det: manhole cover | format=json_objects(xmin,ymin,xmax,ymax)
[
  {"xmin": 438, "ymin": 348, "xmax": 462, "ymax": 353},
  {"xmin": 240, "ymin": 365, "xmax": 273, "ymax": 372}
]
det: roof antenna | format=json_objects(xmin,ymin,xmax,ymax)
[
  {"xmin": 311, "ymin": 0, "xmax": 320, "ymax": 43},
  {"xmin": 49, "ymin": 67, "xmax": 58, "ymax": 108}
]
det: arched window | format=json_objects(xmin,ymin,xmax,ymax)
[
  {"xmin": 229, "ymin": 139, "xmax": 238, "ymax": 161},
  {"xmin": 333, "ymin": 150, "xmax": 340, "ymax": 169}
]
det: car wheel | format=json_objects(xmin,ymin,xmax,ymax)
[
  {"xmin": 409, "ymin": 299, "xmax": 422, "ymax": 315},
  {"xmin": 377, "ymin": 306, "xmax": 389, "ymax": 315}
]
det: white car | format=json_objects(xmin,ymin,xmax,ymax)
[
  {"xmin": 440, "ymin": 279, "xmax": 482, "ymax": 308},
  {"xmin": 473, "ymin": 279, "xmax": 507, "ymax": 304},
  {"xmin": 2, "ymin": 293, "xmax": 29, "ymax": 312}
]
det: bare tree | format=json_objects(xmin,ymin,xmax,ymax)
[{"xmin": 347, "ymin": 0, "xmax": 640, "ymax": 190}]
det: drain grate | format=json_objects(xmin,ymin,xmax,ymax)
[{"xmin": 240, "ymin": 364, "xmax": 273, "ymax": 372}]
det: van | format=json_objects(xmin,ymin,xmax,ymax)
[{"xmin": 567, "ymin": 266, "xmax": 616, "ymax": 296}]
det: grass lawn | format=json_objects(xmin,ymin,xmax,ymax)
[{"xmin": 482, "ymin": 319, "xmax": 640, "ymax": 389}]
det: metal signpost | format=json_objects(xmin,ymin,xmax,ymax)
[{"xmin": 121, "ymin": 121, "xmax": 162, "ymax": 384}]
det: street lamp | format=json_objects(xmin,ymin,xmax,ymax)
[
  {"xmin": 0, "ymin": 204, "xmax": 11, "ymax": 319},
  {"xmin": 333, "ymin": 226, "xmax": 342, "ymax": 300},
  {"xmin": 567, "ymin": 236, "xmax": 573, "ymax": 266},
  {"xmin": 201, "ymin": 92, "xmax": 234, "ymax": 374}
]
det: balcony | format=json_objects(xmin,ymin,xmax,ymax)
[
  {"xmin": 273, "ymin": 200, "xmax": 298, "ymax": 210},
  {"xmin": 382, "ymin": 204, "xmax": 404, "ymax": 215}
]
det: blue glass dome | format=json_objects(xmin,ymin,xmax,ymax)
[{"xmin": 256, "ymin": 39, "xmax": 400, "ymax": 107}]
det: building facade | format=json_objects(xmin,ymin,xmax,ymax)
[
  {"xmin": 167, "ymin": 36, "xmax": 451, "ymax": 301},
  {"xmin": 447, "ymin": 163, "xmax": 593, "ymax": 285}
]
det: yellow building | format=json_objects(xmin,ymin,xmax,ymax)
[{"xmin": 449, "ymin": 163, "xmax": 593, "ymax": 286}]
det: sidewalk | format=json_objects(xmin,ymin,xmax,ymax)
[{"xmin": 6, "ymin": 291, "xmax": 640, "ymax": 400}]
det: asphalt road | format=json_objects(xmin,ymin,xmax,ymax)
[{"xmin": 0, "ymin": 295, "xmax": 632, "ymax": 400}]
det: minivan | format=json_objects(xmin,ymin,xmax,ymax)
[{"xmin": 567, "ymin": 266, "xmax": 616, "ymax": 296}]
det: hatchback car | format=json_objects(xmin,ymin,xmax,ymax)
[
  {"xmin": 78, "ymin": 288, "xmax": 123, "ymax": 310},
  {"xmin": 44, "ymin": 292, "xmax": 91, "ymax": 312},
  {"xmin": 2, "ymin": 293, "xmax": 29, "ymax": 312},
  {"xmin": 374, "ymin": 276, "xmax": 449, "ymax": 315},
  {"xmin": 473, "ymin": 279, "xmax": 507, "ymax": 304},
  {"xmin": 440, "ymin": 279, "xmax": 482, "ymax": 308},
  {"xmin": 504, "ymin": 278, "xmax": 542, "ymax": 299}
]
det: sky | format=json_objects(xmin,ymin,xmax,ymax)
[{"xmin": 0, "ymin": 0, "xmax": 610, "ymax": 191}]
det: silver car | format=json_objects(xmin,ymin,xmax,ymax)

### REQUIREMENT
Go through the records and print each one exactly.

### EXPECTED OUTPUT
det: manhole cover | format=json_objects(xmin,ymin,xmax,ymax)
[
  {"xmin": 438, "ymin": 348, "xmax": 462, "ymax": 353},
  {"xmin": 240, "ymin": 365, "xmax": 273, "ymax": 372}
]
det: roof antenna | format=json_objects(xmin,ymin,xmax,ymax)
[
  {"xmin": 311, "ymin": 0, "xmax": 320, "ymax": 43},
  {"xmin": 49, "ymin": 67, "xmax": 58, "ymax": 108}
]
det: arched window | format=json_objects(xmin,ymin,xmax,ymax)
[
  {"xmin": 229, "ymin": 139, "xmax": 238, "ymax": 161},
  {"xmin": 333, "ymin": 150, "xmax": 340, "ymax": 169}
]
det: car wheel | format=json_objects(xmin,ymin,xmax,ymax)
[
  {"xmin": 409, "ymin": 299, "xmax": 422, "ymax": 315},
  {"xmin": 377, "ymin": 306, "xmax": 389, "ymax": 315}
]
det: white car | format=json_objects(xmin,ymin,xmax,ymax)
[
  {"xmin": 440, "ymin": 279, "xmax": 482, "ymax": 308},
  {"xmin": 473, "ymin": 279, "xmax": 507, "ymax": 304},
  {"xmin": 2, "ymin": 293, "xmax": 29, "ymax": 312}
]
det: bare tree | format=json_objects(xmin,ymin,xmax,ymax)
[{"xmin": 347, "ymin": 0, "xmax": 640, "ymax": 190}]
det: drain grate | format=json_objects(xmin,ymin,xmax,ymax)
[{"xmin": 240, "ymin": 364, "xmax": 273, "ymax": 372}]
det: van | format=json_objects(xmin,ymin,xmax,ymax)
[{"xmin": 567, "ymin": 266, "xmax": 616, "ymax": 296}]
det: grass lawn | format=json_objects(xmin,ymin,xmax,ymax)
[{"xmin": 482, "ymin": 319, "xmax": 640, "ymax": 389}]
det: metal signpost | format=json_objects(xmin,ymin,xmax,ymax)
[{"xmin": 121, "ymin": 121, "xmax": 162, "ymax": 384}]
det: street lamp | format=json_objects(xmin,ymin,xmax,ymax)
[
  {"xmin": 0, "ymin": 204, "xmax": 11, "ymax": 319},
  {"xmin": 333, "ymin": 226, "xmax": 342, "ymax": 300},
  {"xmin": 567, "ymin": 236, "xmax": 573, "ymax": 266},
  {"xmin": 201, "ymin": 92, "xmax": 234, "ymax": 374}
]
det: balcony | format=json_objects(xmin,ymin,xmax,ymax)
[
  {"xmin": 273, "ymin": 200, "xmax": 298, "ymax": 210},
  {"xmin": 382, "ymin": 204, "xmax": 404, "ymax": 215}
]
det: blue glass dome | format=json_objects(xmin,ymin,xmax,ymax)
[{"xmin": 256, "ymin": 39, "xmax": 400, "ymax": 107}]
det: building facade | format=json_objects(xmin,ymin,xmax,ymax)
[
  {"xmin": 167, "ymin": 36, "xmax": 451, "ymax": 301},
  {"xmin": 447, "ymin": 163, "xmax": 593, "ymax": 285}
]
det: yellow building | format=json_objects(xmin,ymin,xmax,ymax)
[{"xmin": 449, "ymin": 163, "xmax": 593, "ymax": 286}]
det: sidewalk | format=json_objects(xmin,ymin,xmax,ymax)
[{"xmin": 6, "ymin": 291, "xmax": 640, "ymax": 400}]
det: asphalt road | format=json_objects(xmin,ymin,xmax,ymax)
[{"xmin": 0, "ymin": 295, "xmax": 632, "ymax": 400}]
det: minivan | format=json_objects(xmin,ymin,xmax,ymax)
[{"xmin": 567, "ymin": 266, "xmax": 616, "ymax": 296}]
det: hatchback car | format=json_objects(xmin,ymin,xmax,ymax)
[
  {"xmin": 78, "ymin": 288, "xmax": 123, "ymax": 310},
  {"xmin": 44, "ymin": 292, "xmax": 91, "ymax": 312},
  {"xmin": 2, "ymin": 293, "xmax": 29, "ymax": 312},
  {"xmin": 374, "ymin": 276, "xmax": 449, "ymax": 315},
  {"xmin": 473, "ymin": 279, "xmax": 507, "ymax": 304},
  {"xmin": 440, "ymin": 279, "xmax": 482, "ymax": 308},
  {"xmin": 504, "ymin": 278, "xmax": 542, "ymax": 299}
]
det: sky | format=json_objects(xmin,ymin,xmax,ymax)
[{"xmin": 0, "ymin": 0, "xmax": 610, "ymax": 191}]
det: silver car | format=json_objects(xmin,ymin,xmax,ymax)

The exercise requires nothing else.